■ LISTING ■

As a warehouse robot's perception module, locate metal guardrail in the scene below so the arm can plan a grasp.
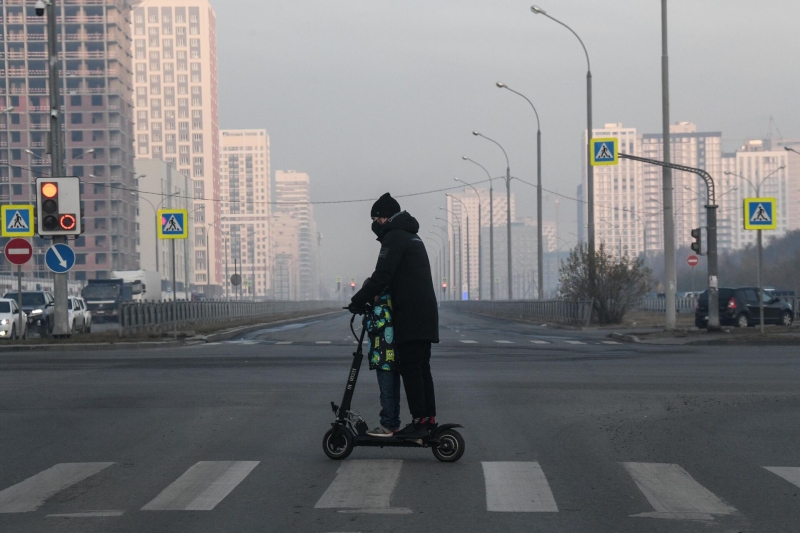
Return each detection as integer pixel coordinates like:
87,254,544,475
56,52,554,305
637,296,697,313
442,300,593,326
119,301,342,336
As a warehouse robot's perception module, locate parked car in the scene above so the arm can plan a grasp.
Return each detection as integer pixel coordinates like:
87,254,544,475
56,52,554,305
0,298,28,340
75,297,92,333
3,291,55,337
694,287,794,329
67,296,86,334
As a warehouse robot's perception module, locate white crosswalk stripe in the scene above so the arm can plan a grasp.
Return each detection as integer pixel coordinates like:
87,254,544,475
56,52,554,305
142,461,259,511
0,463,114,513
481,461,558,513
314,459,409,514
764,466,800,487
623,463,736,520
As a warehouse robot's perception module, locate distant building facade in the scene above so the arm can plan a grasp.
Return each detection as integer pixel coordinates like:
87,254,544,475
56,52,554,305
132,0,223,295
220,130,272,298
0,0,139,280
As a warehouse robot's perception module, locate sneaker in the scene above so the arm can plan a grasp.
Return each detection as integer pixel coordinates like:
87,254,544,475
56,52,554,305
367,426,397,437
393,421,428,439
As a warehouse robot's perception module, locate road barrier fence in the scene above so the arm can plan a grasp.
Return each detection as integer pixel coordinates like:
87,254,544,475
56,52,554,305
442,300,593,326
119,300,342,336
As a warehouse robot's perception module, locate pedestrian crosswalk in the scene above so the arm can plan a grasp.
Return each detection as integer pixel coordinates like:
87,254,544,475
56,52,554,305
0,459,800,521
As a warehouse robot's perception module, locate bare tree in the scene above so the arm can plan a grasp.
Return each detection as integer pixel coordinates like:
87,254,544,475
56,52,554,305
559,243,653,324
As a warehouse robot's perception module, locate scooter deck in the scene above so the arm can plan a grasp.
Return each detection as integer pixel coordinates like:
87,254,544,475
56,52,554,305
353,435,439,448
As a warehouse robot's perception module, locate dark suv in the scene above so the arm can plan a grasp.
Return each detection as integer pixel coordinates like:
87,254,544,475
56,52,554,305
4,291,55,337
694,287,794,329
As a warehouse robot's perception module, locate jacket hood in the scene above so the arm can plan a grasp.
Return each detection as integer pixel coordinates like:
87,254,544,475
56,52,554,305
378,211,419,241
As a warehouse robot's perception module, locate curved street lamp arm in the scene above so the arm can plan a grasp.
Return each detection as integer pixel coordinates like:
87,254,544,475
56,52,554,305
475,132,511,168
502,84,542,131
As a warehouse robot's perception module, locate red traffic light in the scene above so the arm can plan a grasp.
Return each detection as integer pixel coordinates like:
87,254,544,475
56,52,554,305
42,183,58,198
58,215,78,231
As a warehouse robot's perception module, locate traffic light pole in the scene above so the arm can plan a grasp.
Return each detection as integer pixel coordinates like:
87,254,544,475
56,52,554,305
619,154,720,331
46,0,72,337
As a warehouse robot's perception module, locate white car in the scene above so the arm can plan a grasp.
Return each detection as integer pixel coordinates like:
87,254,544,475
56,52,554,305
0,298,28,340
67,296,86,334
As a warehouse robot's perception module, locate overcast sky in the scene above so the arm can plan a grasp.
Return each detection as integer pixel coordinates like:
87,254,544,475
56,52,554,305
212,0,800,290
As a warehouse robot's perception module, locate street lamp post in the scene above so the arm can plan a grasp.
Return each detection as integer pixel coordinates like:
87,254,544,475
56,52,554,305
447,194,472,300
461,156,495,300
472,131,514,300
455,178,482,300
725,165,786,335
531,6,597,300
497,82,544,300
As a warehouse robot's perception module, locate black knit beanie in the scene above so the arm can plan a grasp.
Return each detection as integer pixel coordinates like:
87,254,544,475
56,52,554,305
370,192,400,218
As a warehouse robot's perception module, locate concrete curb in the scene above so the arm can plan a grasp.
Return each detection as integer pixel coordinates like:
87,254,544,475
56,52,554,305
609,333,642,344
0,311,344,356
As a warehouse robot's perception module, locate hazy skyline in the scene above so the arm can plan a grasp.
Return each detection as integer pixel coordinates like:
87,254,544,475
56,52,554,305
213,0,800,290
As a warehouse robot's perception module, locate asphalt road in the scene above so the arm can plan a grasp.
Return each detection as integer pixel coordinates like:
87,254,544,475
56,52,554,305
0,313,800,533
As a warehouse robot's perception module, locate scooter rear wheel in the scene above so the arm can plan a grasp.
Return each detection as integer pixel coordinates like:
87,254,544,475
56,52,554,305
433,429,465,463
322,428,353,461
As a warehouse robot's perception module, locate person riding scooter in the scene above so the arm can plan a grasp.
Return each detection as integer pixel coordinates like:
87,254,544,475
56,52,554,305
350,193,439,439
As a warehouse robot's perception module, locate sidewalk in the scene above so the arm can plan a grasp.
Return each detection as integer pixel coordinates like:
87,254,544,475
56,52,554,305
609,326,800,346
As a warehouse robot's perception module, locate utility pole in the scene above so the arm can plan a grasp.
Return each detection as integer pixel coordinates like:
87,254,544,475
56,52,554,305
660,0,680,330
43,0,71,337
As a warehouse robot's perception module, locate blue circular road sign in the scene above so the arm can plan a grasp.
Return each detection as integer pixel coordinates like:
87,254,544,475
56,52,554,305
44,243,75,274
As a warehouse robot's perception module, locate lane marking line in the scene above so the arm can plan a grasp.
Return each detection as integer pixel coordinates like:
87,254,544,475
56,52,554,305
622,463,736,520
142,461,259,511
764,466,800,487
0,463,114,513
314,459,403,512
481,461,558,513
47,511,125,518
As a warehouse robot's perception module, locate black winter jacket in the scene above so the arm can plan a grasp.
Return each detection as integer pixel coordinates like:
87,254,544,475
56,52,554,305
352,211,439,344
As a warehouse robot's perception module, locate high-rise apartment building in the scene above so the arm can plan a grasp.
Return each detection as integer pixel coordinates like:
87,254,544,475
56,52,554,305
641,122,728,251
272,170,320,300
132,0,223,294
219,130,272,297
0,0,138,280
443,189,516,299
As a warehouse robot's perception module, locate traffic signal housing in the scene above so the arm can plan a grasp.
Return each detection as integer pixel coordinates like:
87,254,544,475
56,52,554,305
36,177,83,237
691,228,708,255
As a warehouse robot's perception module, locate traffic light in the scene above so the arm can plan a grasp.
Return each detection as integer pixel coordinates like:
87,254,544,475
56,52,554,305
36,177,83,237
692,228,703,255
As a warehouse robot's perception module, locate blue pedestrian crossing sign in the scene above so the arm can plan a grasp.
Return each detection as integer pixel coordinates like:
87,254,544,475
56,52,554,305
0,205,33,237
158,209,189,239
744,198,778,230
44,243,75,274
591,137,619,167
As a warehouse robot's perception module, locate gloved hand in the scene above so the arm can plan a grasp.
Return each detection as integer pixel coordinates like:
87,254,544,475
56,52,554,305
347,302,364,315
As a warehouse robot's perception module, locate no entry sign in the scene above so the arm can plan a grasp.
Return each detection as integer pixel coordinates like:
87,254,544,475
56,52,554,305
5,239,33,265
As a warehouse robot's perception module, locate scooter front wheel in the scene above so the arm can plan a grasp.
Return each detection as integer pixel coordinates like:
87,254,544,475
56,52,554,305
433,429,465,463
322,428,353,461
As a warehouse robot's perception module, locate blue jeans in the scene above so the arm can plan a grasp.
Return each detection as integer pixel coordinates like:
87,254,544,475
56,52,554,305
375,370,400,429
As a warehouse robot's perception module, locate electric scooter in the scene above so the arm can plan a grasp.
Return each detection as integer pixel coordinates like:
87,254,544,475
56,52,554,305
322,308,464,463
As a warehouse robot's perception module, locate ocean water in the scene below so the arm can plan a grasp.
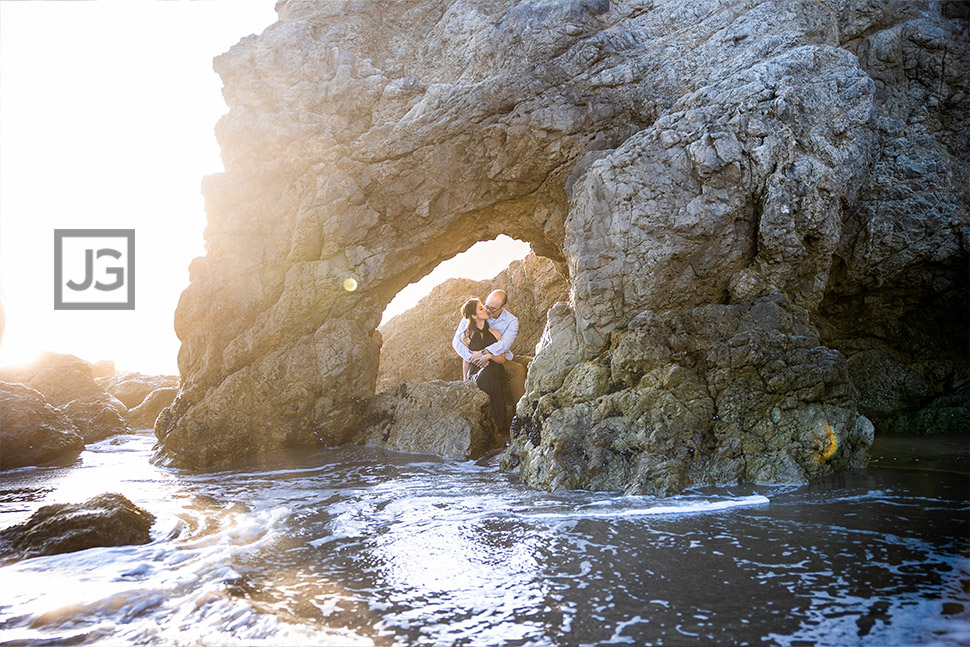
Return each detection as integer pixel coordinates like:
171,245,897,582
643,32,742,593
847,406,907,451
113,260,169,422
0,431,970,647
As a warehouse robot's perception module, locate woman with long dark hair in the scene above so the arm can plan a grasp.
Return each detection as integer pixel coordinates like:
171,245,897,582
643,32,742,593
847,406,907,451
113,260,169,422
461,299,509,432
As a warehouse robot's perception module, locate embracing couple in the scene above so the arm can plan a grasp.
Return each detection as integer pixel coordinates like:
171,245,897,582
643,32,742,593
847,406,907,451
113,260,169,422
451,290,526,431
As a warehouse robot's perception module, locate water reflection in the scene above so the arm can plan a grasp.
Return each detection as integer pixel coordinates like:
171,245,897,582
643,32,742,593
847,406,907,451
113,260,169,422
0,435,970,645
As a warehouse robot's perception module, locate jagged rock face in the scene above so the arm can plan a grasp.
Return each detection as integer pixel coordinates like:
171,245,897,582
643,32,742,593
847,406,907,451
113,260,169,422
94,373,179,409
156,0,970,492
0,352,131,443
377,254,569,392
128,386,178,429
0,382,84,470
356,380,507,459
504,296,872,495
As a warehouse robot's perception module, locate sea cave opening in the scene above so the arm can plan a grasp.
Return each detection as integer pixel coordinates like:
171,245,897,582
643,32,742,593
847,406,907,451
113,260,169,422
376,234,569,404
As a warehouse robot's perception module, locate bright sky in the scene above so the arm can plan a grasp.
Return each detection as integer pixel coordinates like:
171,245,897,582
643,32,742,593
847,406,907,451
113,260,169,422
0,0,528,374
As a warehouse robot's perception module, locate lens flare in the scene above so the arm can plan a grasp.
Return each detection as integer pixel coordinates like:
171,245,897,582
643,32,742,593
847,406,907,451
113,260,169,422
819,422,839,461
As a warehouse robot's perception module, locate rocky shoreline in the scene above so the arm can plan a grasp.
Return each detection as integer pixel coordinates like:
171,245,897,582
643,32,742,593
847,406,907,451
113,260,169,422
0,353,178,470
147,0,970,493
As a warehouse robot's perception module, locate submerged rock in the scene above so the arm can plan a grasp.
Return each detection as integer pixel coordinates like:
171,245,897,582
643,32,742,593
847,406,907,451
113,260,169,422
155,0,970,493
353,380,505,459
0,494,155,561
0,382,84,470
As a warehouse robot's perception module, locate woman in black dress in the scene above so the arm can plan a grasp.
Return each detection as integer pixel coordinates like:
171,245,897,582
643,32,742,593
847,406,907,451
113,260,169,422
461,299,509,432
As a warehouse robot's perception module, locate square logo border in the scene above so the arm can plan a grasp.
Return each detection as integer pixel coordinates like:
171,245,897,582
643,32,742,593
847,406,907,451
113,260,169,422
54,229,135,310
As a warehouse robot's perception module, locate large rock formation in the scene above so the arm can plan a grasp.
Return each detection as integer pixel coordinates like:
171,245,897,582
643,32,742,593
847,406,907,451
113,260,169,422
94,373,179,409
357,380,508,459
377,254,569,391
0,382,84,470
156,0,970,492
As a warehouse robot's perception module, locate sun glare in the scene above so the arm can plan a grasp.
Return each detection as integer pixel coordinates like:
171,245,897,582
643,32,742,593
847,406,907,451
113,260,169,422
0,0,276,373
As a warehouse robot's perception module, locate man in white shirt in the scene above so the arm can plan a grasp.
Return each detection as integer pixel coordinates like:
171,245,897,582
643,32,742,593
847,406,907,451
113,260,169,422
451,290,525,404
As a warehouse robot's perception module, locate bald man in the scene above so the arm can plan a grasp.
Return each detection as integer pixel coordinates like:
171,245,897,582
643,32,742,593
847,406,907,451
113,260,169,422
451,290,525,405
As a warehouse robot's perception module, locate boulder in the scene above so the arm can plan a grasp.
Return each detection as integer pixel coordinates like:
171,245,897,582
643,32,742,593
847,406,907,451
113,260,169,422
377,253,569,391
353,380,505,459
91,359,117,380
155,0,970,493
95,373,178,409
0,382,84,470
128,386,178,429
503,296,872,495
0,494,155,562
61,393,131,443
0,352,108,412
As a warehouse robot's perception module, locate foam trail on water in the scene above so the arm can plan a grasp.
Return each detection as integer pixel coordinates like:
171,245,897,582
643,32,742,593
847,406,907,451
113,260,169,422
525,494,771,519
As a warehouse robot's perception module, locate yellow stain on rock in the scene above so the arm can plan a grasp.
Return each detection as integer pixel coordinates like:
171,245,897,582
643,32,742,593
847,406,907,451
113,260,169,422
819,422,839,461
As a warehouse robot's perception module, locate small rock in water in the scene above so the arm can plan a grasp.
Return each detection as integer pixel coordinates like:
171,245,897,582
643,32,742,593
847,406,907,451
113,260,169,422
0,494,155,562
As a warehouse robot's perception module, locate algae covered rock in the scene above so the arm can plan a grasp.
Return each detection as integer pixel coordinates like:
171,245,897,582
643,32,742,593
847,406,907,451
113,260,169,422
503,297,872,495
155,0,970,493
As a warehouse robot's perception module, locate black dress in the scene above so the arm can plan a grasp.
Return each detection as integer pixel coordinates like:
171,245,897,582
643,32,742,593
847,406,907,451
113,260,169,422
464,324,510,431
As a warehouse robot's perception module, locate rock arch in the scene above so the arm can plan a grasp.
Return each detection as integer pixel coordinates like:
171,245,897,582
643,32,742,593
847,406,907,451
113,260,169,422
156,0,966,493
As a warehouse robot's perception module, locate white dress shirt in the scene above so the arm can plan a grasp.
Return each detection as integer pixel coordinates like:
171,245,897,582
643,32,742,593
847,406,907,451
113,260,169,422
451,310,519,360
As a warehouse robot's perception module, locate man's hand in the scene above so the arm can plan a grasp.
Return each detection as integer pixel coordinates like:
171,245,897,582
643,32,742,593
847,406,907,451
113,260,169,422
468,350,489,368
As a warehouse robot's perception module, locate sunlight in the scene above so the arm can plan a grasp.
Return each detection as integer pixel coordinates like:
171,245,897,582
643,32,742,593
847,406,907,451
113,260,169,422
0,0,276,374
381,234,531,326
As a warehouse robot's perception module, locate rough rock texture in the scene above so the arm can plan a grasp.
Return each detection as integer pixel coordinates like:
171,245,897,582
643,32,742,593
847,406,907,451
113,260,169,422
128,386,178,429
0,352,113,410
377,254,569,391
61,394,131,443
357,380,505,459
0,382,84,470
156,0,970,492
504,296,873,495
95,373,179,409
0,353,129,442
0,494,155,562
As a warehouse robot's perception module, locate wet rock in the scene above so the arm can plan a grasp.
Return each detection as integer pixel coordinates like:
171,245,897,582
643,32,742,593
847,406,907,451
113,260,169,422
0,382,84,470
0,352,108,409
128,386,178,429
61,393,131,443
503,297,872,495
0,353,128,442
377,254,569,391
95,373,178,409
354,380,504,459
0,494,155,561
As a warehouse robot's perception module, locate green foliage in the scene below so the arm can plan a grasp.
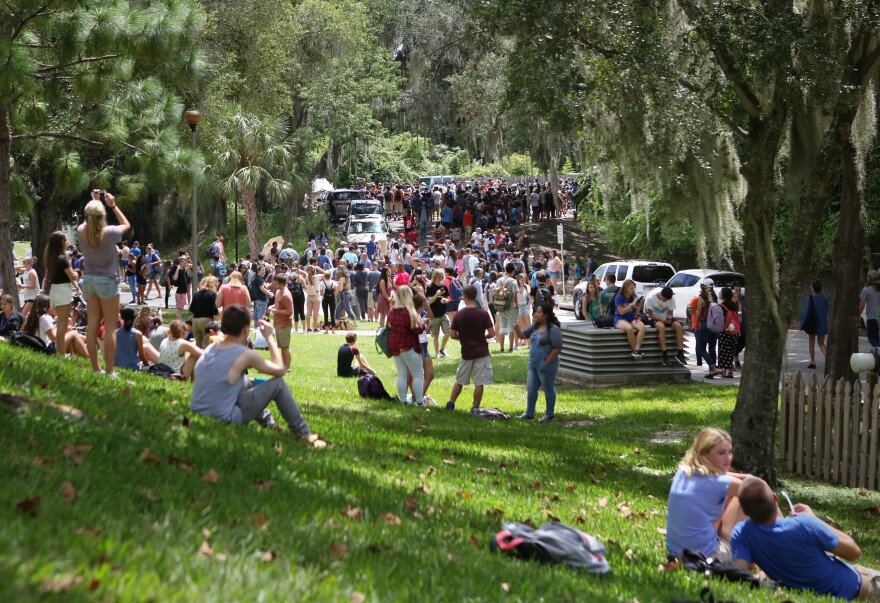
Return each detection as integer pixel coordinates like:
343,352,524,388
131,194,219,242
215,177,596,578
0,342,880,603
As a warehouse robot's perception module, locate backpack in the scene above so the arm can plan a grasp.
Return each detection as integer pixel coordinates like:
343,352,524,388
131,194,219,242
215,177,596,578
449,278,461,302
706,302,724,333
495,279,513,312
535,285,553,304
722,306,740,335
376,325,391,358
358,374,391,400
489,521,611,574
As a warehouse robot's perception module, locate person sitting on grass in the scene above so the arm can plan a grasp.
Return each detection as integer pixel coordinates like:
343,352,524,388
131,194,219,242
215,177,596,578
336,333,376,377
666,427,747,561
731,476,880,601
190,304,326,448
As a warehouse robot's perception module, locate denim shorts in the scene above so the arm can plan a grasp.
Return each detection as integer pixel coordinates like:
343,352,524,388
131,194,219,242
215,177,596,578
79,275,119,301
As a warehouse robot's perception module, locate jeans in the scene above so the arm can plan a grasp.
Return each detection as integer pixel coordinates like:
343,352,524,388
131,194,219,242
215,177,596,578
125,274,137,302
333,291,357,320
865,318,880,348
357,287,370,320
526,333,559,417
254,300,269,329
235,377,312,436
394,350,425,405
696,321,718,368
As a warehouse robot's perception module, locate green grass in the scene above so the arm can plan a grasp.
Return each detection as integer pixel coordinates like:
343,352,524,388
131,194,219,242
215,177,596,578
0,335,880,603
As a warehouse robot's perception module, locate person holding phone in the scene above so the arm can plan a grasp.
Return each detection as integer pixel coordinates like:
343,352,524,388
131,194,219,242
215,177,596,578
614,279,645,360
76,189,131,377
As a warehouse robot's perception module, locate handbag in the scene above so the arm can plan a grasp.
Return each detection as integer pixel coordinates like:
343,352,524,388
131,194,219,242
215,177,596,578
801,295,819,335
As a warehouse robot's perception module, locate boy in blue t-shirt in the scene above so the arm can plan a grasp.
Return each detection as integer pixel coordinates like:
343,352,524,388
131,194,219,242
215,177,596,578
730,476,880,601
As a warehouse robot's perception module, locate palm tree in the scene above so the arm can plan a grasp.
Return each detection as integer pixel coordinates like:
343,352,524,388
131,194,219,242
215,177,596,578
211,108,293,259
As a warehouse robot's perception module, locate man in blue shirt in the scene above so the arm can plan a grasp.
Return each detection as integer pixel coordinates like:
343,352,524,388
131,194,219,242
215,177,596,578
730,476,880,601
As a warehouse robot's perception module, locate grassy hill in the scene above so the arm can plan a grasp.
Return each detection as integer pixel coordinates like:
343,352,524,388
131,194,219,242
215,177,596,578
0,335,880,603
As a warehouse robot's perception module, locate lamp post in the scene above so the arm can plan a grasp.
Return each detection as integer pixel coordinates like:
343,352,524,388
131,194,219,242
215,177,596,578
183,109,202,293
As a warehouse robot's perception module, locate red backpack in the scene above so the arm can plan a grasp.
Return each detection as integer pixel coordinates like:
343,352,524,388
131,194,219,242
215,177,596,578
722,306,740,335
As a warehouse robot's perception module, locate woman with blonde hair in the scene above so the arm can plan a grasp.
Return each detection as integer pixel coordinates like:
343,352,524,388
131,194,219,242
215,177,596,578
191,276,220,346
666,427,746,561
76,189,131,376
215,270,251,314
387,285,425,406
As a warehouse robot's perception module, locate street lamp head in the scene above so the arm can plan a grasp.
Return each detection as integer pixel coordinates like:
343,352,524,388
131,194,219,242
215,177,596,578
183,109,202,132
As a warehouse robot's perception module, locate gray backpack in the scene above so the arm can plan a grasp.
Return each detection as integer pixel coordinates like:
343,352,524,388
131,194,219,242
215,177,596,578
489,521,611,574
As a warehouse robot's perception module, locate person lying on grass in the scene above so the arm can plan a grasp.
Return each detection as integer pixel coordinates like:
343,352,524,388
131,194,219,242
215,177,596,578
666,427,747,561
731,476,880,601
190,304,326,448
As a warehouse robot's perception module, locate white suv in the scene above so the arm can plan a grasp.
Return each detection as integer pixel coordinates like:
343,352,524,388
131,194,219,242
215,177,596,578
572,260,675,320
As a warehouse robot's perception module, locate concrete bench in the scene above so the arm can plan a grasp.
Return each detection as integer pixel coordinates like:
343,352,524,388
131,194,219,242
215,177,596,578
559,322,691,387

■ WHAT YOU NEED TO DO ■
Rewrite everything from the line containing "As a warehouse robot's perception module, locate green grass" down to the line containing "76,189,131,377", with both of those lines included. Shift every number in the answer bounding-box coordinates up by 47, and leave all other text and numbers unchanged.

■ TASK OUTPUT ■
As a warehouse robot's perception module, locate green grass in the scene above so the arm can plan a grasp.
Return each detection as integer pixel coordinates like:
343,352,524,388
131,194,219,242
215,177,596,578
47,382,927,650
As a warehouse robot's perception module, locate person holding phone in the scene above so the arm can plan a grasp.
Return each detection as integer pixel coordinates like:
343,352,524,388
131,194,219,242
215,177,596,578
661,326,692,407
123,236,178,424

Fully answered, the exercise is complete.